GIVEN DATA section start
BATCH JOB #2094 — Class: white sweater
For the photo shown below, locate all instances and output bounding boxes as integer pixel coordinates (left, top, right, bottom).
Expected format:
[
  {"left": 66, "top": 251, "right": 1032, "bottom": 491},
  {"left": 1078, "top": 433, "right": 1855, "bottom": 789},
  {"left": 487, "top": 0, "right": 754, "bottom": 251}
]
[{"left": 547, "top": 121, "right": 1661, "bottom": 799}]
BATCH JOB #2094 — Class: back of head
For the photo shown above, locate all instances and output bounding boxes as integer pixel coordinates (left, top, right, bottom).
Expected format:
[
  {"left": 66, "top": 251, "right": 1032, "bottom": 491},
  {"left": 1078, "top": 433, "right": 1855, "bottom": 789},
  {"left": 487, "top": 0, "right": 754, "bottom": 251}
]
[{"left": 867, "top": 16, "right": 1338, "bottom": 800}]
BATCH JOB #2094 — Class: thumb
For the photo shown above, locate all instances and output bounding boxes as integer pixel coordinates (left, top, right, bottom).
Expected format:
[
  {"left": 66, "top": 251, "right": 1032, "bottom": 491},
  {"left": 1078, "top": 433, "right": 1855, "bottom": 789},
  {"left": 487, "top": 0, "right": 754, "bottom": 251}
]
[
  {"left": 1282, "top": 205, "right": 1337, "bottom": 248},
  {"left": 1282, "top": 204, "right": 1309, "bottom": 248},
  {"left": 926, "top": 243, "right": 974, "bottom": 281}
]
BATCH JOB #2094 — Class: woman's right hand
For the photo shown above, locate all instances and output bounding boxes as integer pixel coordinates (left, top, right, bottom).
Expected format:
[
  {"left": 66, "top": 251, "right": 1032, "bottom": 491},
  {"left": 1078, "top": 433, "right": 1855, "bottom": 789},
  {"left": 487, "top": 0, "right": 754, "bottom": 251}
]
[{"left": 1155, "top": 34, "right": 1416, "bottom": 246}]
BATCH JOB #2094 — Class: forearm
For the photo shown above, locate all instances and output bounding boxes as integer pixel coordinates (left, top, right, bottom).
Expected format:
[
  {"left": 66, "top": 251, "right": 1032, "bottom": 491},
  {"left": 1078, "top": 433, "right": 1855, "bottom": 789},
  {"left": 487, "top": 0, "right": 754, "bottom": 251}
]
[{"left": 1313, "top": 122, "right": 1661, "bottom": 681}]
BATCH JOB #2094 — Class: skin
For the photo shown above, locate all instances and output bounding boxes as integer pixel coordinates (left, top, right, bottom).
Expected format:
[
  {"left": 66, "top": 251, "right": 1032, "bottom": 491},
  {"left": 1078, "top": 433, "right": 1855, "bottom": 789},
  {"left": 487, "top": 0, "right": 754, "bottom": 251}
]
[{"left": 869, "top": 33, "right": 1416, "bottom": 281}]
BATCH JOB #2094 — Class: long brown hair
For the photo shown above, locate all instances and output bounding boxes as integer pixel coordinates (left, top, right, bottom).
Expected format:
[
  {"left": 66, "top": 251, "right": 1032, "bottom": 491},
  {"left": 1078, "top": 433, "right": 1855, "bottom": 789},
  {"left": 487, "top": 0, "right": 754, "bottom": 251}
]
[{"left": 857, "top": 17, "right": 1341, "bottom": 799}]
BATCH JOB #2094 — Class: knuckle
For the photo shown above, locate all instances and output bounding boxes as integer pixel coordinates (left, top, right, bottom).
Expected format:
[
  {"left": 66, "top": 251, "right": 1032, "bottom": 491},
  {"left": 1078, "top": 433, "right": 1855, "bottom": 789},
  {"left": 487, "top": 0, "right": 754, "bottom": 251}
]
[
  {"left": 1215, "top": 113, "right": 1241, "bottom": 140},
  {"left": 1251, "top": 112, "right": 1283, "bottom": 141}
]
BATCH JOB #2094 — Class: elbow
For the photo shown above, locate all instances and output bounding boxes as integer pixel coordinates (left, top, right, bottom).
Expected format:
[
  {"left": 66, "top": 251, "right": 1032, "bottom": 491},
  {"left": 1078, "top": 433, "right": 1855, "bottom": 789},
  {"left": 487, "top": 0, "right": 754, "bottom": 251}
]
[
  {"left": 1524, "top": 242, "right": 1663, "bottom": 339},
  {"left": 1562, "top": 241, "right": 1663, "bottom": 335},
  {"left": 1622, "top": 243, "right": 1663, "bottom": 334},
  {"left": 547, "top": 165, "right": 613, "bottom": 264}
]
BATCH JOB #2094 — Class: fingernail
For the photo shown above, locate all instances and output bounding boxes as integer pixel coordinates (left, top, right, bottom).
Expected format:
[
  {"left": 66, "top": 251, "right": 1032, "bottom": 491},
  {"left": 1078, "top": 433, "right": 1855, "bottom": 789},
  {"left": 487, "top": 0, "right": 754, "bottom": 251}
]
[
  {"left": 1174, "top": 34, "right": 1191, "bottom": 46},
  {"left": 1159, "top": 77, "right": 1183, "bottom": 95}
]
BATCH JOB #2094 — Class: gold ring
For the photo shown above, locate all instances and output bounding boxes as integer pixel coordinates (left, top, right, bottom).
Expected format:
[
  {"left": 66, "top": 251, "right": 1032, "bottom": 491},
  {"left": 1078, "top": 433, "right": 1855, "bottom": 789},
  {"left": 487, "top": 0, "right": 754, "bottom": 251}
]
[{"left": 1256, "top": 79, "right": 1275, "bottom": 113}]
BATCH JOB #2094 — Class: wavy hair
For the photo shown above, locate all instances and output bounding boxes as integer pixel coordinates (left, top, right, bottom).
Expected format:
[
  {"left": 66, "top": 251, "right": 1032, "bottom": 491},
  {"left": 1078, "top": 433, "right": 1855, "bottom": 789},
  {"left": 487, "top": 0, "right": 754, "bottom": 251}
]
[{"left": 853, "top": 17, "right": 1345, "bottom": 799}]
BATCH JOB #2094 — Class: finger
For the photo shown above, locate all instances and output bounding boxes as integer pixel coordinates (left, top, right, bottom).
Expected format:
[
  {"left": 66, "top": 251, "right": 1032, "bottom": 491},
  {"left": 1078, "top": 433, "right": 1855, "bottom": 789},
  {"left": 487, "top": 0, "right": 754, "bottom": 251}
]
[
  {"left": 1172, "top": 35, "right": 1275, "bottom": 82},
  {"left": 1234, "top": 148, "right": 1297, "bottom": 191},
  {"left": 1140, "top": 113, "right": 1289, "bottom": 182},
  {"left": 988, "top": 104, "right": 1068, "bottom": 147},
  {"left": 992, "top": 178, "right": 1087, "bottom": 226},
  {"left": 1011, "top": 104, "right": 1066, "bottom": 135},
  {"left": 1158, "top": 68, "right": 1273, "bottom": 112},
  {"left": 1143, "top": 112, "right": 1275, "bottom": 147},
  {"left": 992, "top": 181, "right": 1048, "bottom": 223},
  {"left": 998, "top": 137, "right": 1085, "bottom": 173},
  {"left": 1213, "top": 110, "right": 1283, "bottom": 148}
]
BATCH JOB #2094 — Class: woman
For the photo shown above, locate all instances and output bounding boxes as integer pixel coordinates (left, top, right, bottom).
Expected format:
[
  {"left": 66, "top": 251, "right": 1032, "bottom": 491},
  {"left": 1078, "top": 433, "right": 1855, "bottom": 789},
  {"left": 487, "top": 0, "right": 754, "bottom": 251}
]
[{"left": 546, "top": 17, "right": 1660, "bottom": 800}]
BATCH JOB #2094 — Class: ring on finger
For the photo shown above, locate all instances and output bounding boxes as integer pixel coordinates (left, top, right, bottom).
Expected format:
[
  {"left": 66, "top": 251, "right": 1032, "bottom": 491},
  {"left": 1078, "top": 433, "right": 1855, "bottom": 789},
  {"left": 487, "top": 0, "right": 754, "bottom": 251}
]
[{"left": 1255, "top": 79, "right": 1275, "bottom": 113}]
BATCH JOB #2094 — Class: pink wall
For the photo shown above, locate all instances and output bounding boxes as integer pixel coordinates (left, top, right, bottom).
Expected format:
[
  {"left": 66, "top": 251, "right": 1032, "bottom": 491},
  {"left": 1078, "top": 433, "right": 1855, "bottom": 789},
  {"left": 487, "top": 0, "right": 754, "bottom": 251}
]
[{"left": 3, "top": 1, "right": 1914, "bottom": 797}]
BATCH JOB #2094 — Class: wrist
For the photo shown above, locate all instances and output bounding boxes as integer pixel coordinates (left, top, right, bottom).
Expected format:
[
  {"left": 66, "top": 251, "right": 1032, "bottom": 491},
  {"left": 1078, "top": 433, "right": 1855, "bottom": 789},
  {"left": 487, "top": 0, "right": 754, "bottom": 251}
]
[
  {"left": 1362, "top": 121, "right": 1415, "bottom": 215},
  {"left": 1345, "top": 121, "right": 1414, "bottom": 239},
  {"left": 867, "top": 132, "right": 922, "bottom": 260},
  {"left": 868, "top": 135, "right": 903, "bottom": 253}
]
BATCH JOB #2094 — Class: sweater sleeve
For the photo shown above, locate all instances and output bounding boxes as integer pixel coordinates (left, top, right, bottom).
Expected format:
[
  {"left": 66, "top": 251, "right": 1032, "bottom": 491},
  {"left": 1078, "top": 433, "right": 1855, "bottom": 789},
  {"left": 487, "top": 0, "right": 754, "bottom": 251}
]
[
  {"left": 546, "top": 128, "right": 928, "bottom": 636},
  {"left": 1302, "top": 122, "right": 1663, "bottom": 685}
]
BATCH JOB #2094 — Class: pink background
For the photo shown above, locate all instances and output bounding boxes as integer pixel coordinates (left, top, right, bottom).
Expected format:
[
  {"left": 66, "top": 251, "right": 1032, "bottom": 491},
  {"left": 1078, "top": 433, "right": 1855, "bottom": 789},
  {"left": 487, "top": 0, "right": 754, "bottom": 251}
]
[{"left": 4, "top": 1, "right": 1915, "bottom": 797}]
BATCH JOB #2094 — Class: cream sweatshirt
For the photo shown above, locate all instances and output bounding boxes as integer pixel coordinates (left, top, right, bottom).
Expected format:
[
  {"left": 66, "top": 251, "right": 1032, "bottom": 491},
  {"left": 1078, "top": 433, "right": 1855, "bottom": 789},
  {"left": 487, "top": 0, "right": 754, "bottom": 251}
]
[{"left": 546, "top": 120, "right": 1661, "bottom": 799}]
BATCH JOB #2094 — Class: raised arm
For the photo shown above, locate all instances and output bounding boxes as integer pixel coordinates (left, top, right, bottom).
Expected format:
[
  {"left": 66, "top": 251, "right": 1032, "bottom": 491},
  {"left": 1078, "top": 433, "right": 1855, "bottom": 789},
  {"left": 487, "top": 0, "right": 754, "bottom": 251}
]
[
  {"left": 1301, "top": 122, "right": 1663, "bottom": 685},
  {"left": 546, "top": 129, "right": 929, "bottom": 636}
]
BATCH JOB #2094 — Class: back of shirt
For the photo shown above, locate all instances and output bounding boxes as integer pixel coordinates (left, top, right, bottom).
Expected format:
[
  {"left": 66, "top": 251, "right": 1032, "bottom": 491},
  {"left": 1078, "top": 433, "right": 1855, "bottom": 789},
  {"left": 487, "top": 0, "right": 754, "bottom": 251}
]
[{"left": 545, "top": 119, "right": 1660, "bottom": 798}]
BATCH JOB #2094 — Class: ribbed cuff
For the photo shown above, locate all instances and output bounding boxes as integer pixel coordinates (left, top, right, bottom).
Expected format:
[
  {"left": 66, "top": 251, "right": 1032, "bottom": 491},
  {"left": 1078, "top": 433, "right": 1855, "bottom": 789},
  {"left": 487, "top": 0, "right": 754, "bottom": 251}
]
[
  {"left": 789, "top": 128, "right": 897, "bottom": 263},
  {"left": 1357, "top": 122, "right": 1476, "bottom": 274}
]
GIVEN DATA section end
*EXERCISE BRIEF*: Starting at the first line of the records, print each line exactly, stopping after the line that contains "BATCH JOB #2094 — Class: forearm".

*EXERCISE OUTPUT*:
BATCH JOB #2094 — Class: white sweater
For the photo shown below, locate all instances and output bounding boxes as integer pixel coordinates (left, top, right, bottom).
Expected format:
[
  {"left": 66, "top": 251, "right": 1032, "bottom": 491},
  {"left": 1078, "top": 433, "right": 1855, "bottom": 789},
  {"left": 487, "top": 0, "right": 754, "bottom": 251}
]
[{"left": 547, "top": 121, "right": 1661, "bottom": 799}]
BATCH JOB #2094 — Class: back of head
For the photo shown above, locate all instances and output bounding boxes as integer pixel coordinates (left, top, right, bottom).
Expected format:
[
  {"left": 66, "top": 251, "right": 1032, "bottom": 491},
  {"left": 1078, "top": 433, "right": 1855, "bottom": 789},
  {"left": 487, "top": 0, "right": 754, "bottom": 251}
]
[{"left": 867, "top": 16, "right": 1338, "bottom": 800}]
BATCH JOB #2094 — Class: thumb
For the photo shown above, locate all instances and output bounding boxes as integer pixel coordinates (left, top, right, bottom).
Expected format:
[
  {"left": 66, "top": 251, "right": 1032, "bottom": 491},
  {"left": 1078, "top": 433, "right": 1855, "bottom": 789},
  {"left": 487, "top": 0, "right": 754, "bottom": 251}
]
[
  {"left": 1282, "top": 205, "right": 1337, "bottom": 248},
  {"left": 1282, "top": 204, "right": 1309, "bottom": 248},
  {"left": 926, "top": 243, "right": 974, "bottom": 281}
]
BATCH JOB #2094 — Class: woman's right hand
For the photo shown above, locate all instances and output bounding boxes as integer pixel coordinates (left, top, right, bottom).
Expected format:
[
  {"left": 66, "top": 251, "right": 1032, "bottom": 491},
  {"left": 1078, "top": 433, "right": 1855, "bottom": 789},
  {"left": 487, "top": 0, "right": 754, "bottom": 251}
]
[{"left": 1155, "top": 34, "right": 1416, "bottom": 246}]
BATCH JOB #2094 — Class: forearm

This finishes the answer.